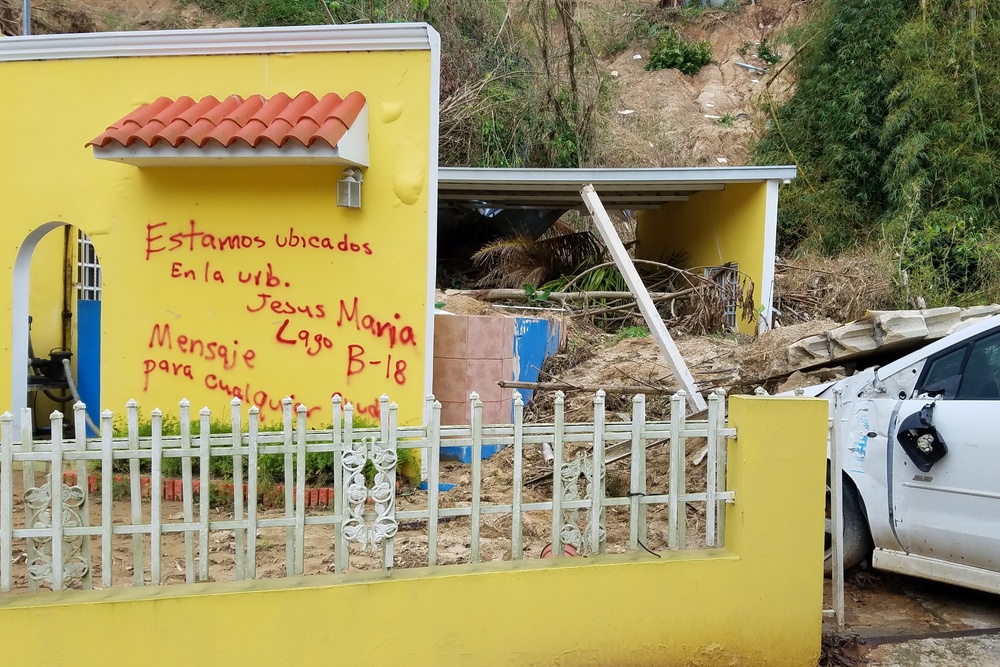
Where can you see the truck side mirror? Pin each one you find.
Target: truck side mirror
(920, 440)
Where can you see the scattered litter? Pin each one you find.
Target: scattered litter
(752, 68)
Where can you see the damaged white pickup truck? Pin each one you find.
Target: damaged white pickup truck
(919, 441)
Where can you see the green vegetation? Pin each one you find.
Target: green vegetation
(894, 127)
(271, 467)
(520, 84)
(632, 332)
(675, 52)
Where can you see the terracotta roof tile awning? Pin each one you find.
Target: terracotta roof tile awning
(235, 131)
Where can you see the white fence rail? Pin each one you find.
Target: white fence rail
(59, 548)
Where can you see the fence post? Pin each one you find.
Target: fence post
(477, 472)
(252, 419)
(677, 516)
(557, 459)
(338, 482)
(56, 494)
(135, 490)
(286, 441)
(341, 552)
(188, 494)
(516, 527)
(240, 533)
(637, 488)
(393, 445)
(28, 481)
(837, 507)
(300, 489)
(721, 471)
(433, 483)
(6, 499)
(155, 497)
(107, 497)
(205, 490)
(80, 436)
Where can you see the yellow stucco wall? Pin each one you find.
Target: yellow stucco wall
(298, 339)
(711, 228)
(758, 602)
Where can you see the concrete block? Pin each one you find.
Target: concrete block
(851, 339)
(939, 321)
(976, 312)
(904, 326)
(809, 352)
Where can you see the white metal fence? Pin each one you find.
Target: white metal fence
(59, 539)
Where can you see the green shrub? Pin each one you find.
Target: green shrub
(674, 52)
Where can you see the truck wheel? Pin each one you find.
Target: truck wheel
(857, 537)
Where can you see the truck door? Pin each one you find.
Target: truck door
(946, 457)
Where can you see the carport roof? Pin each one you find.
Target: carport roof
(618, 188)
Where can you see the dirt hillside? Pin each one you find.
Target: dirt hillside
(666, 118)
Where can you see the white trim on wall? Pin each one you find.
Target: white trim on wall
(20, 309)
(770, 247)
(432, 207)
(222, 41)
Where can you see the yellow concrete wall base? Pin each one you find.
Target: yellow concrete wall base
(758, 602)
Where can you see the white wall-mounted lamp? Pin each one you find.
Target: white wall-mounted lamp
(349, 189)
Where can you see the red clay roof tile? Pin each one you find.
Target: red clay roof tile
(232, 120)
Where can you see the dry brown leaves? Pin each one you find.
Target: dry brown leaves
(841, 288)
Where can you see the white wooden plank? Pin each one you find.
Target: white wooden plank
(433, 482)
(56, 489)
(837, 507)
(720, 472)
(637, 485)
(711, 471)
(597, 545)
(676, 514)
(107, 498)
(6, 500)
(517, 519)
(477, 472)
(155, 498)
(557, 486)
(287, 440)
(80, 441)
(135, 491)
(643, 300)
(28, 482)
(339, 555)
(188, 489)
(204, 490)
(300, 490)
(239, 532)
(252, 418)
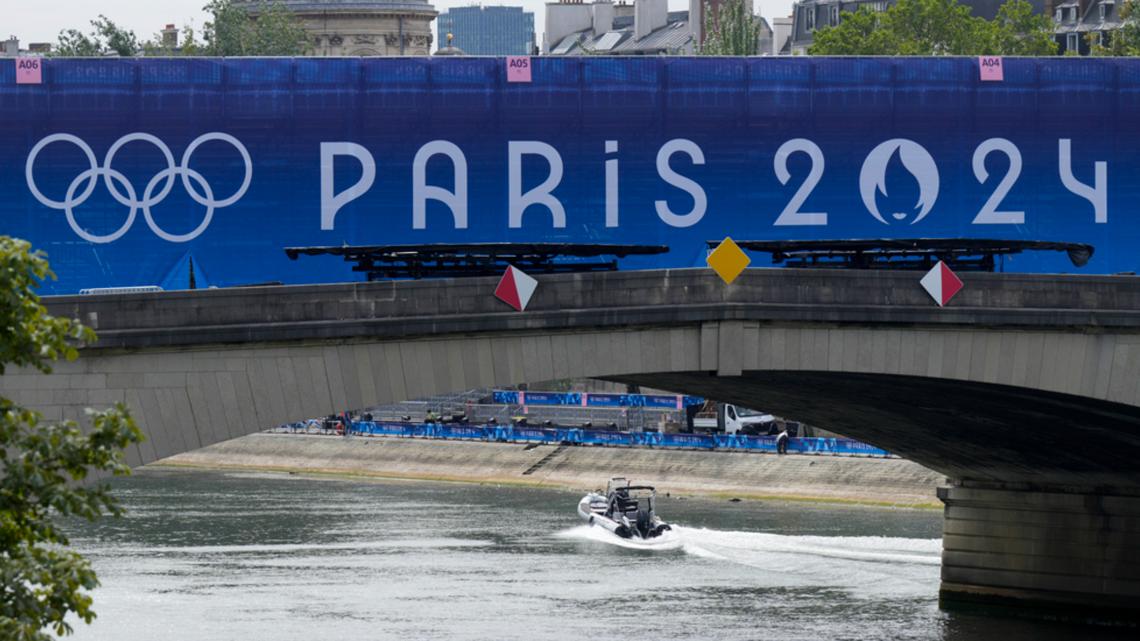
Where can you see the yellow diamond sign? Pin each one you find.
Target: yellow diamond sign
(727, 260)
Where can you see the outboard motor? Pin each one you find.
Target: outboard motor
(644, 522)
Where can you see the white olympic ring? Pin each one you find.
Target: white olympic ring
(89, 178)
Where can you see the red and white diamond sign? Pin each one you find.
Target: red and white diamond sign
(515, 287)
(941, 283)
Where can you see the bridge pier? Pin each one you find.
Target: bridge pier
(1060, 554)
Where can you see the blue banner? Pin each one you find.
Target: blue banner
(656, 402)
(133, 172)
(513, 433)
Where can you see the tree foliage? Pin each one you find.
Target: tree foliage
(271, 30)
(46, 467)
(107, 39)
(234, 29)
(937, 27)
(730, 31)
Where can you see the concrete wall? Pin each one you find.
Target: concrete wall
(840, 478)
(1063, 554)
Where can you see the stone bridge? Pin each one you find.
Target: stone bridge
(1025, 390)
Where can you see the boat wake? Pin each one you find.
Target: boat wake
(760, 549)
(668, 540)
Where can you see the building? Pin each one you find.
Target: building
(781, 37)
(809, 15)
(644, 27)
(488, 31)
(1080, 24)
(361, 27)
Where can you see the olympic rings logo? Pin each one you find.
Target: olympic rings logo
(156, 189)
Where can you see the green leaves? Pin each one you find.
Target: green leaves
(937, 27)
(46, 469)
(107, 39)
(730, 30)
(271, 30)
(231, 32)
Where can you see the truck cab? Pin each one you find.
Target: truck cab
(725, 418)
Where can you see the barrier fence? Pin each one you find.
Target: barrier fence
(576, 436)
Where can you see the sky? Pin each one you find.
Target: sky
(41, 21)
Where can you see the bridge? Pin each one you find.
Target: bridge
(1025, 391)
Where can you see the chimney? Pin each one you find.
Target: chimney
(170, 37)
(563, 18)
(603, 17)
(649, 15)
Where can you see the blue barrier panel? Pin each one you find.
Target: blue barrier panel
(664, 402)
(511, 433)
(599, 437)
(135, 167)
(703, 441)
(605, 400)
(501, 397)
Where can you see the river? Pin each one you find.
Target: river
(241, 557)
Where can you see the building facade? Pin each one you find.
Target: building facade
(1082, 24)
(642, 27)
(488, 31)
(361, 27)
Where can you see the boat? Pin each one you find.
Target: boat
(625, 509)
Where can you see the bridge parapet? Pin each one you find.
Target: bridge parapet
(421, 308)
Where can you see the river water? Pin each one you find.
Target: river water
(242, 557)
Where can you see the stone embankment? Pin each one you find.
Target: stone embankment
__________________________________________________
— Brief —
Give the part of the material that opens with the line containing "Where can you see the green shrub?" and closes with the line containing "(1063, 554)" as a JSON list of strings, one per line, with blank lines dropped and the pictures left out.

— Right answer —
[
  "Where can you see the green shrub? Pin each one you find.",
  "Target: green shrub",
  "(674, 52)",
  "Where can you see the truck wheel? Pin each one you find.",
  "Target: truck wheel",
  "(857, 537)",
  "Where can you see the truck door? Pin each one you find.",
  "Target: truck door",
  "(946, 457)",
  "Where can you see the carport roof? Pin each one you find.",
  "Target: carport roof",
  "(618, 188)",
  "Where can you see the dirt hillside? Pin each one you find.",
  "Target: dirt hillside",
  "(666, 118)",
  "Where can you see the white trim on wall? Pin each one you find.",
  "Target: white trim on wall",
  "(20, 309)",
  "(770, 247)",
  "(432, 207)",
  "(222, 41)",
  "Where can you see the yellow concrete wall base? Pin each one you find.",
  "Target: yellow concrete wall base",
  "(758, 602)",
  "Where can you see the white wall-mounted lamp? Pin each one you find.",
  "Target: white wall-mounted lamp",
  "(349, 189)",
  "Where can you see the red clay roof tile? Pin each one you find.",
  "Target: red clay roof tile",
  "(232, 120)",
  "Where can you see the dry brown leaves? Pin each one you find.",
  "Target: dry brown leaves",
  "(841, 288)",
  "Where can you see the white wooden plank? Pin each one you find.",
  "Target: white wooden plank",
  "(433, 482)",
  "(56, 489)",
  "(837, 507)",
  "(720, 472)",
  "(637, 485)",
  "(711, 471)",
  "(597, 545)",
  "(676, 514)",
  "(107, 498)",
  "(6, 500)",
  "(517, 519)",
  "(477, 472)",
  "(155, 498)",
  "(557, 486)",
  "(287, 440)",
  "(80, 441)",
  "(135, 491)",
  "(643, 300)",
  "(28, 482)",
  "(339, 555)",
  "(188, 489)",
  "(204, 490)",
  "(300, 490)",
  "(239, 532)",
  "(252, 418)",
  "Where can you see the yellow diamond sign? Pin each one you find.",
  "Target: yellow diamond sign",
  "(727, 260)",
  "Where can you see the outboard motor? Pin each one you find.",
  "Target: outboard motor",
  "(644, 522)",
  "Where can you see the white olympic ring? Pin each one you find.",
  "Target: white olympic ring",
  "(89, 178)",
  "Where can you see the red and white diamond sign? Pin each one you find.",
  "Target: red and white diamond sign",
  "(515, 287)",
  "(941, 283)",
  "Where can you see the bridge pier? Pin each one you find.",
  "Target: bridge pier",
  "(1060, 554)",
  "Where can you see the blue banner? Pin each one you find.",
  "Target: blue banner",
  "(656, 402)",
  "(133, 172)",
  "(513, 433)",
  "Where can you see the tree foliage? Pin each one you find.",
  "Target: tree foliage",
  "(271, 30)",
  "(46, 467)",
  "(107, 39)",
  "(234, 29)",
  "(937, 27)",
  "(730, 31)",
  "Where can you see the concrete wall? Pin each one you find.",
  "Target: concrete wall",
  "(840, 478)",
  "(1063, 554)"
]